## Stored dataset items
------------------------
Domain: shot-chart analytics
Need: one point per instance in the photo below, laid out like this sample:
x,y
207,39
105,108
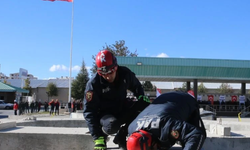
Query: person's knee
x,y
110,125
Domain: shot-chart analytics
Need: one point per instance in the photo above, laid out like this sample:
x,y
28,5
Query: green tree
x,y
225,88
51,90
148,86
202,88
118,49
79,84
27,86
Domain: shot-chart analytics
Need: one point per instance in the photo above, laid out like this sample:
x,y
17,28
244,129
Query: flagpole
x,y
71,47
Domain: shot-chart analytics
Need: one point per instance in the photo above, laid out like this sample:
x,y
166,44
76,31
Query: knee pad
x,y
110,125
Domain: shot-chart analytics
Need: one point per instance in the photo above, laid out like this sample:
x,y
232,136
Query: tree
x,y
118,49
51,90
225,88
148,86
5,82
79,84
202,88
183,88
27,86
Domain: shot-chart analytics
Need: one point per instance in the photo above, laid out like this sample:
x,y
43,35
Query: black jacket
x,y
169,119
102,97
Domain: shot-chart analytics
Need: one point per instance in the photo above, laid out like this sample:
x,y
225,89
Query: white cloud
x,y
63,68
57,68
76,68
162,55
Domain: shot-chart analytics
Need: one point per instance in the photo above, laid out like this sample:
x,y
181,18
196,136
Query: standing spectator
x,y
78,105
32,105
73,106
27,106
57,104
15,107
39,105
52,106
81,104
46,106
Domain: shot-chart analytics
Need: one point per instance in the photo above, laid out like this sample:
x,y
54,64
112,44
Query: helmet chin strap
x,y
143,140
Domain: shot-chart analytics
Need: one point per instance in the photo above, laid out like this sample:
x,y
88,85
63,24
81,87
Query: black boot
x,y
120,138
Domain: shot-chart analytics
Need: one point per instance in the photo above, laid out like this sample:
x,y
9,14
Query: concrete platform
x,y
62,132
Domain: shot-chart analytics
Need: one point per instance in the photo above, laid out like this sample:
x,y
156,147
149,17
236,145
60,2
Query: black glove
x,y
100,144
143,98
143,102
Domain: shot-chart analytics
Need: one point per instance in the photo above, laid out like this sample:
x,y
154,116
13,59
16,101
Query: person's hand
x,y
100,144
143,98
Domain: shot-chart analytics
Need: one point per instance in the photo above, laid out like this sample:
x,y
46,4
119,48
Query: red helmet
x,y
105,61
139,140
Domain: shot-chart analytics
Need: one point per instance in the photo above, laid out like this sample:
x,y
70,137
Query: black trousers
x,y
111,123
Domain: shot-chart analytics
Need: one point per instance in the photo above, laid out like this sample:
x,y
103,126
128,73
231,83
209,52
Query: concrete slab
x,y
7,125
76,137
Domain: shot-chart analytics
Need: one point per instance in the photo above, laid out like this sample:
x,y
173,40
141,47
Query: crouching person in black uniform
x,y
171,117
106,109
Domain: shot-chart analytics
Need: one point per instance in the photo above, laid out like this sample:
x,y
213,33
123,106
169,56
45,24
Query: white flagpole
x,y
71,47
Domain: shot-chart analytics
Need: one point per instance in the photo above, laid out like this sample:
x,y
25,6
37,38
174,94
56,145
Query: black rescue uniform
x,y
107,102
172,117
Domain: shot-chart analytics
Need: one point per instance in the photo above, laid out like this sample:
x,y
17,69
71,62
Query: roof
x,y
187,69
35,83
9,88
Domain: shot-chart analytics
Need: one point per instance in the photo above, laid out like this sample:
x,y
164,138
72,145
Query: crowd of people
x,y
25,107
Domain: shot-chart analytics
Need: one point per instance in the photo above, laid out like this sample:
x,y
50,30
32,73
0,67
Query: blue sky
x,y
35,34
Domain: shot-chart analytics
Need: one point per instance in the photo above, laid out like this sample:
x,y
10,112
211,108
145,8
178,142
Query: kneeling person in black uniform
x,y
171,117
106,107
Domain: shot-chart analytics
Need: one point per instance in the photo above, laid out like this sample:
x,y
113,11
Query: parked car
x,y
207,115
4,105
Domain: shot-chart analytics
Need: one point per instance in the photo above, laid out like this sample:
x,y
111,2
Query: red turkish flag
x,y
211,99
59,0
234,98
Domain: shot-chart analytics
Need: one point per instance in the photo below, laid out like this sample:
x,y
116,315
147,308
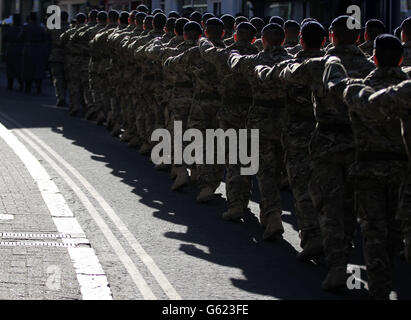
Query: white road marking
------------------------
## REQUIRED WORK
The task calls for every record to be transcribed exactly, with no images included.

## TASK OUTPUT
Domain: shot-chart analytics
Need: one point per instance in the photo below, laid out like this sample:
x,y
207,39
105,108
Query: person's knee
x,y
110,125
Domain: shot-chart analytics
Need: one point per instance in the photo above, laid out like this sample:
x,y
28,5
Query: green tree
x,y
225,88
51,90
148,86
202,88
118,49
79,84
27,86
Domain: shot-chart analytics
Need: one point per instance in the photo above, laid out like this sample:
x,y
17,28
244,129
Query: flagpole
x,y
71,47
Domain: shot-chart analytics
Need: one point per instance in the photo above, laid out like this sample:
x,y
166,44
76,31
Query: knee pad
x,y
110,125
Domain: shot-chart analytics
Need: one point per instance in the photo above, laid out like this sample:
x,y
232,136
Query: tree
x,y
118,49
51,90
225,88
148,86
5,82
79,84
202,88
183,88
27,86
Domain: shot-chart analytics
Need: one point per instance in the photo above, laid out like this sample:
x,y
43,35
Query: black jacket
x,y
169,119
102,97
Domain: shot-chart analytics
Need: one point per instance in the photo above, laid out like this sample:
x,y
225,89
Query: white cloud
x,y
63,68
57,68
76,68
162,55
Domain: shot-chart analytics
Need: one point per instance in the photo above, laid out like this sample:
x,y
181,18
196,136
Query: standing spectator
x,y
78,105
32,105
73,106
27,106
57,104
15,107
39,105
52,106
81,104
46,106
Domain: shot-chart analytics
Need: one point per instance in the photo above, laid out like this sample:
x,y
54,64
112,44
Query: helmet chin strap
x,y
143,140
Domain: shot-chart analytics
Need: one point per instance in the photo above, laid out like this sample:
x,y
88,85
63,24
81,87
Query: black boot
x,y
120,138
Domain: shot-chart analytics
Need: one point per instance in the photo above, laid out like this sample:
x,y
9,14
Query: concrete platform
x,y
62,132
Domain: shot-chart analytics
Need: one point per instance in the photo above, laid out like this sample:
x,y
156,147
149,17
236,145
60,2
Query: black glove
x,y
100,144
143,98
143,102
Domain: shot-chart analytics
Need: one point per instance in the photo above, laid out like this sample:
x,y
154,116
13,59
16,101
Query: person's hand
x,y
100,144
143,98
Domain: shot-chart analytics
Need: one point per instance in the photo above, laid out like this sample:
x,y
46,4
119,48
Query: red helmet
x,y
105,61
139,140
Domain: shot-chart analytics
Need: one point per instance in the photo above, laid out like this sample:
x,y
70,137
Query: black trousers
x,y
111,123
Domain: shot-chart analytics
Need: one point per instance in the photo above, laid out like this sample:
x,y
103,126
128,73
231,83
209,52
Query: concrete slab
x,y
7,125
76,137
Domain: shot-chart analytics
Need: one point per instance in the photo above, laid out like this sample:
x,y
173,40
141,47
Query: crouching person in black uniform
x,y
171,117
106,109
Domain: shot-chart analytics
Need: one point per instance in the photo above, laid out like this sample:
x,y
213,33
123,106
169,56
45,24
Query: white flagpole
x,y
71,47
Domain: shot-chart analytics
Need: one point per instance in the photo above, laid out like this sample:
x,y
25,6
37,38
174,94
56,145
Query: black rescue uniform
x,y
107,102
172,117
Domain: shot-chart analytics
Need: one point per instance in the photo above, laid out like this sample:
x,y
17,69
71,62
Query: roof
x,y
187,69
35,83
9,88
Domain: shot-chart analytics
Need: one point per instance in the photo above, laid out like this sample:
x,y
164,138
72,145
Query: crowd of people
x,y
25,107
Domain: shot-chart analytics
Need: one point per instance in the photo above, laid out like this sample:
x,y
50,30
32,73
0,67
Query: blue sky
x,y
35,34
Domain: shot-chart analytics
Need: one point per instance in the photo above, laid out like this sample:
x,y
10,112
211,108
145,8
178,142
Query: kneeling person in black uniform
x,y
171,117
106,107
Domain: shot-chart analytics
Need: one point per instance in the photo above, laid out like this sample:
x,y
113,11
Query: parked car
x,y
207,115
4,105
Domain: shot-chart analytics
Need: one point per instance in the photo above, laid out like this sample:
x,y
111,2
Query: red turkish flag
x,y
211,99
59,0
234,98
Domain: shot-chart analytics
Need: one point per instance in the photo below, laid out like this sample:
x,y
116,315
147,308
Query: white road marking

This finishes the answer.